(Exercise details): Every line in the entries that holds "motorcycle" should be identified and copied.

(Data for processing):
◇ ◇ ◇ ◇ ◇

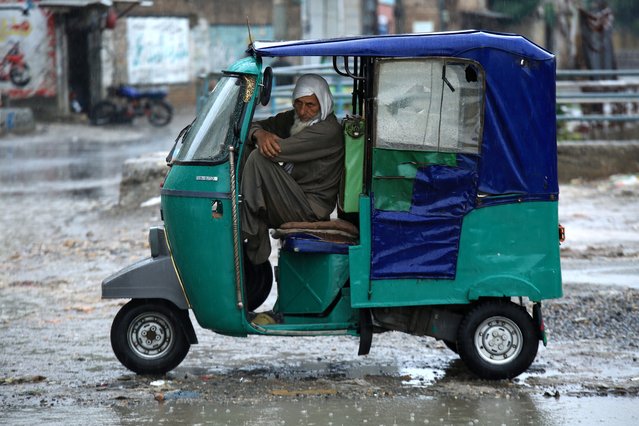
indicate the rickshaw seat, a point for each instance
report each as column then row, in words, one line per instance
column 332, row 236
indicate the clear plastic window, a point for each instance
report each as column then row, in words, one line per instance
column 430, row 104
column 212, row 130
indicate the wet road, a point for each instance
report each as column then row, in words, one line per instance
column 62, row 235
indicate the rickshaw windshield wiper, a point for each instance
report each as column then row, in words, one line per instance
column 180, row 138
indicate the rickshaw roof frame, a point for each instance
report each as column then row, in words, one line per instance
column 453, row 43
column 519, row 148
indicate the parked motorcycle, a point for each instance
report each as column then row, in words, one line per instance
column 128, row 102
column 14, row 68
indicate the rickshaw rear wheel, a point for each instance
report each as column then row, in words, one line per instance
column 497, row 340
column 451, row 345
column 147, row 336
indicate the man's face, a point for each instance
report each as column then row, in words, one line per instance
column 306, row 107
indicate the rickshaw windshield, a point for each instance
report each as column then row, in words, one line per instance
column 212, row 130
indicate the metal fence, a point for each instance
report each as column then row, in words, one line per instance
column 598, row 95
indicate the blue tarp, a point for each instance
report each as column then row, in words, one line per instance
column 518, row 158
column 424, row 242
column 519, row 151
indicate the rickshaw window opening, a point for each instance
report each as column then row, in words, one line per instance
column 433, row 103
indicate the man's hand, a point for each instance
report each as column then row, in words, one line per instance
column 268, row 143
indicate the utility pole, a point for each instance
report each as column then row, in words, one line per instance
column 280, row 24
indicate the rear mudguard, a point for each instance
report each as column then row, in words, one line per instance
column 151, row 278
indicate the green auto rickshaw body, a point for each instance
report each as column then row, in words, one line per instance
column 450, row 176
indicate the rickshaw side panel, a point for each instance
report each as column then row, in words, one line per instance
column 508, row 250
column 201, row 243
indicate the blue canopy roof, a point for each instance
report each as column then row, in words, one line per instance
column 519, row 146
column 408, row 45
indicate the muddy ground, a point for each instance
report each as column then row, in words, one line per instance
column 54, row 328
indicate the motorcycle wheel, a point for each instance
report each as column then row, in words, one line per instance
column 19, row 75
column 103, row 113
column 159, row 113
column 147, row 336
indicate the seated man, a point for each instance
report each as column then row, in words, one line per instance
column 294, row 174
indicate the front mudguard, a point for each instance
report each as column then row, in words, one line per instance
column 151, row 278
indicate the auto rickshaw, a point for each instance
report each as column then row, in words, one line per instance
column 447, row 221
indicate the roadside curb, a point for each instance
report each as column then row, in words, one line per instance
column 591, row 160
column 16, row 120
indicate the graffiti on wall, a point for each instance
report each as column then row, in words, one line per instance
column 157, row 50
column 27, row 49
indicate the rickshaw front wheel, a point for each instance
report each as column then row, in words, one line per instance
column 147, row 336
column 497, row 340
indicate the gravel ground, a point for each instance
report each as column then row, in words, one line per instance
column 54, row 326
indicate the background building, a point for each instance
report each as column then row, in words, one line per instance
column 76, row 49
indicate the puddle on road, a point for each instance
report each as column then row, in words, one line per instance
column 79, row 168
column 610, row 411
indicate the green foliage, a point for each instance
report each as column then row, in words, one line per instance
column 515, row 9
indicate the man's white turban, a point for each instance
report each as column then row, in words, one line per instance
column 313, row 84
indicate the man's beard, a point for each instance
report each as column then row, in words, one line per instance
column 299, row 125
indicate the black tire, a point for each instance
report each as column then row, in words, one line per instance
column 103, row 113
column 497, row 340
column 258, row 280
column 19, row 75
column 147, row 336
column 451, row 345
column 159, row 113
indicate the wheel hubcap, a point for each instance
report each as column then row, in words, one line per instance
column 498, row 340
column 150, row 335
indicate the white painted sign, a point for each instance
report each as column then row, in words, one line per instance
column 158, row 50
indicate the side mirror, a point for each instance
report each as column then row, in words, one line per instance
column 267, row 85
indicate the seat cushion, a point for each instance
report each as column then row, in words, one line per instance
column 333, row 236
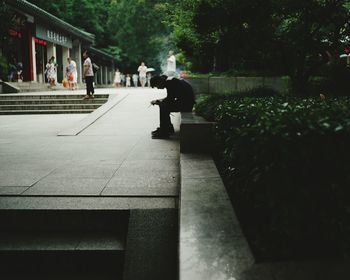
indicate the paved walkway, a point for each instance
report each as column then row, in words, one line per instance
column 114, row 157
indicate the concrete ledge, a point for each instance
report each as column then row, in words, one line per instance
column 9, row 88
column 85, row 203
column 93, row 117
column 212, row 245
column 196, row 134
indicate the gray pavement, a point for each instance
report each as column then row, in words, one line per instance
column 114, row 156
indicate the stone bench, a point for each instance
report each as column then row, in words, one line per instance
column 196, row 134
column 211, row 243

◇ ◇ ◇ ◇ ◇

(Result for this exercise):
indicate the parked motorcycle, a point for each instance
indicate the motorcycle wheel, a point for each instance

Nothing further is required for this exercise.